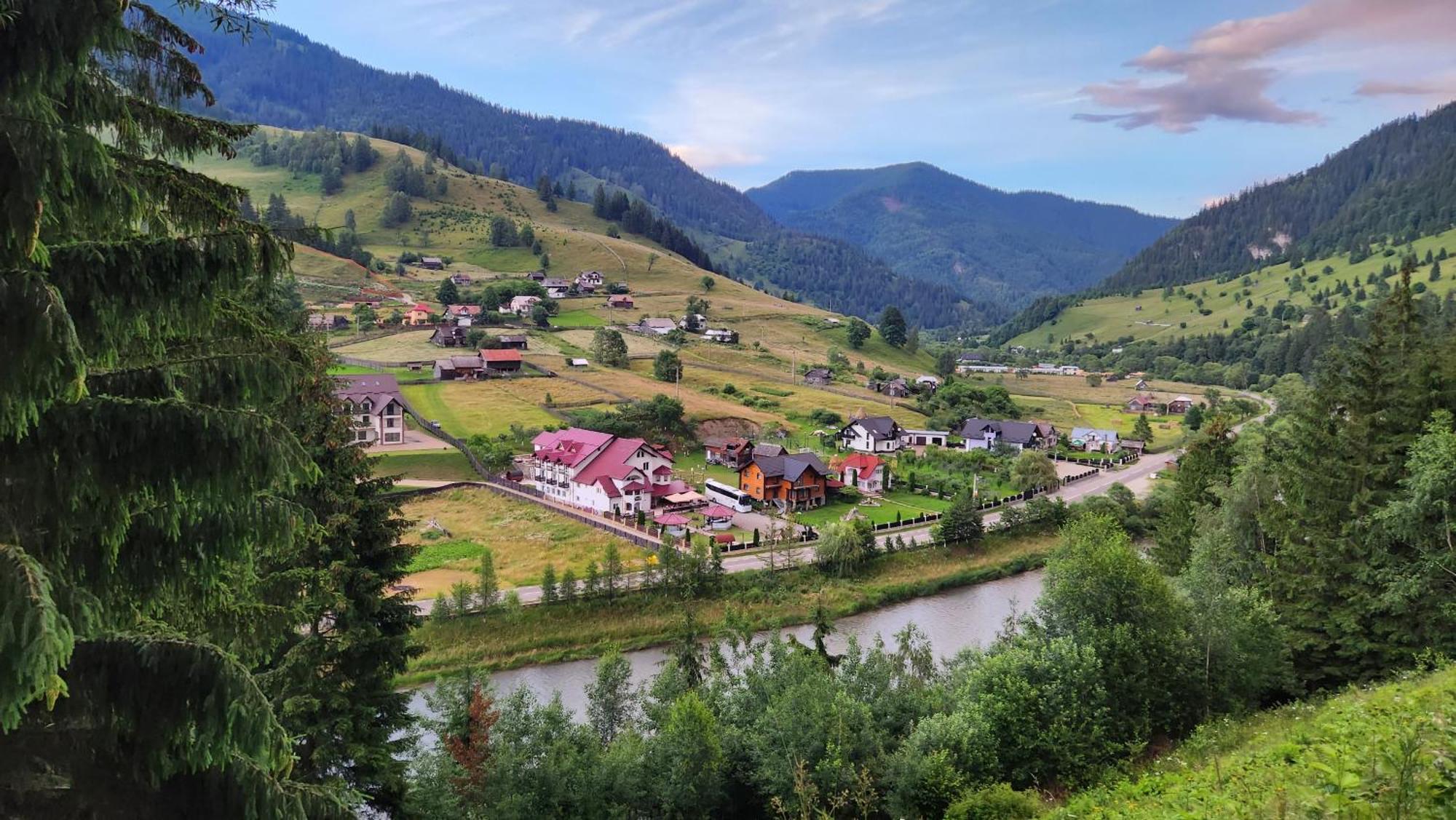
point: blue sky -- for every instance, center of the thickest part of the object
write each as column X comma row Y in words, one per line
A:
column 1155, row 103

* * *

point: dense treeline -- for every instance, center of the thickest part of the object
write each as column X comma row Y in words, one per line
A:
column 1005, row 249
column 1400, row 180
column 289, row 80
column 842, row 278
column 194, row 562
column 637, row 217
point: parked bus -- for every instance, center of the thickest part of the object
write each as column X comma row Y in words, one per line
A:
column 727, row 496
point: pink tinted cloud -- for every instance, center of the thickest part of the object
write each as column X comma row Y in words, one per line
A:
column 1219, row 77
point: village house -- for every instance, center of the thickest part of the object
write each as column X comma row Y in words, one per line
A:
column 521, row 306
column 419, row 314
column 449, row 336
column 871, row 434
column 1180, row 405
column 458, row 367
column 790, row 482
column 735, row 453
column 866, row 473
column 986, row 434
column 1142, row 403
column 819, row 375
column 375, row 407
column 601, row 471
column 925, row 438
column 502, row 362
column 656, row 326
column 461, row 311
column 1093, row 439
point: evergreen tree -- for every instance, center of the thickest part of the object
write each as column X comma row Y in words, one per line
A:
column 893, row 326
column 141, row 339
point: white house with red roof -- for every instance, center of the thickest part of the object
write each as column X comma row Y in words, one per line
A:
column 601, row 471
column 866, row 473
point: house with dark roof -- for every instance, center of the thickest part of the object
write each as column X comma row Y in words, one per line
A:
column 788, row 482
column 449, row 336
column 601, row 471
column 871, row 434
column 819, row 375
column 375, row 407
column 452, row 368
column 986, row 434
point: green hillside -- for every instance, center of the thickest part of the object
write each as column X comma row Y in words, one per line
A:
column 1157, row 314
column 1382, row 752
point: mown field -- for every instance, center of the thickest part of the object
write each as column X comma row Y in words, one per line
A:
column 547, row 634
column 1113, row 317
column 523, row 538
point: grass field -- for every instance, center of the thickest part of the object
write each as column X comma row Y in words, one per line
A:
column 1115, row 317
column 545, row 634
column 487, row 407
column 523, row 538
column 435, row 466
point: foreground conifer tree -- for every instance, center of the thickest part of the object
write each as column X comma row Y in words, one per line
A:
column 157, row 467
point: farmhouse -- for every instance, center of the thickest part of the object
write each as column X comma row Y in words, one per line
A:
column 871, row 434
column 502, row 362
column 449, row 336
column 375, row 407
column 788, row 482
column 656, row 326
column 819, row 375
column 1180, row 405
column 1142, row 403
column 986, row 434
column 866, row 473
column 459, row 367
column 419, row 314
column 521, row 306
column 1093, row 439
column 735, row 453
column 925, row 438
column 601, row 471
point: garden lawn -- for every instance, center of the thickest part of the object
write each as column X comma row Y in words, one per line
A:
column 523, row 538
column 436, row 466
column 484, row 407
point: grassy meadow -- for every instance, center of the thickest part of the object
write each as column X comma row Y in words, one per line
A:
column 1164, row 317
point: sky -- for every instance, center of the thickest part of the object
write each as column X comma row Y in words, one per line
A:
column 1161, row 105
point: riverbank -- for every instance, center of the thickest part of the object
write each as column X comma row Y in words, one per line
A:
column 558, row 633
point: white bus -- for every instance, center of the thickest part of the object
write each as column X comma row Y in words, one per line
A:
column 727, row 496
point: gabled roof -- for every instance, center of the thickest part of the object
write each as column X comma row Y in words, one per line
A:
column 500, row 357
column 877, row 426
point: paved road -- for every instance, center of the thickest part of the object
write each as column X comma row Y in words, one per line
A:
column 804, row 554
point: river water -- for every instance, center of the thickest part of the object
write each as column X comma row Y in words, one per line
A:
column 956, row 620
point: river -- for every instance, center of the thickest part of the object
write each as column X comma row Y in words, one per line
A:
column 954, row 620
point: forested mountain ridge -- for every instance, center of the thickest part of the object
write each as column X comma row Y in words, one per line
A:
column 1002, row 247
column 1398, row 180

Objective | Rewrite everything from the line containing "point: foreground conifer" down to the line containing "column 558, row 633", both of those lines included, as a Markdown table with the columns Row and Entry text. Number each line, leave out blank lines, and include no other lines from the entries.

The reply |
| Row | Entry text |
|---|---|
| 1 | point: foreground conifer tree -- for every instance, center of the thickest part of the object |
| 2 | write each as column X comma row Y in words, one per line |
| 3 | A: |
| 4 | column 157, row 467 |
| 5 | point: farmhouse -- for every instance, center of the thickest part of the object |
| 6 | write each as column X comma row Y in words, one per line |
| 7 | A: |
| 8 | column 871, row 434 |
| 9 | column 502, row 362 |
| 10 | column 449, row 336 |
| 11 | column 375, row 407 |
| 12 | column 788, row 482 |
| 13 | column 656, row 326 |
| 14 | column 819, row 375 |
| 15 | column 1180, row 405 |
| 16 | column 1142, row 403 |
| 17 | column 986, row 434 |
| 18 | column 866, row 473 |
| 19 | column 459, row 367 |
| 20 | column 419, row 314 |
| 21 | column 521, row 306 |
| 22 | column 1093, row 439 |
| 23 | column 735, row 453 |
| 24 | column 925, row 438 |
| 25 | column 601, row 471 |
| 26 | point: garden lawn -- for every instance, center of the thickest part of the object |
| 27 | write each as column X comma row Y in words, one per line |
| 28 | A: |
| 29 | column 523, row 538 |
| 30 | column 436, row 466 |
| 31 | column 484, row 407 |
| 32 | point: grassy meadow -- for every instance, center of the thickest part of the object |
| 33 | write each as column X comma row Y in words, one per line |
| 34 | A: |
| 35 | column 1164, row 317 |
| 36 | point: sky -- for every instance, center of the thickest part of the object |
| 37 | write each as column X comma row Y in words, one per line |
| 38 | A: |
| 39 | column 1161, row 105 |
| 40 | point: riverbank -- for every instance, center of the thickest part of the object |
| 41 | write each as column X comma row Y in words, one per line |
| 42 | A: |
| 43 | column 558, row 633 |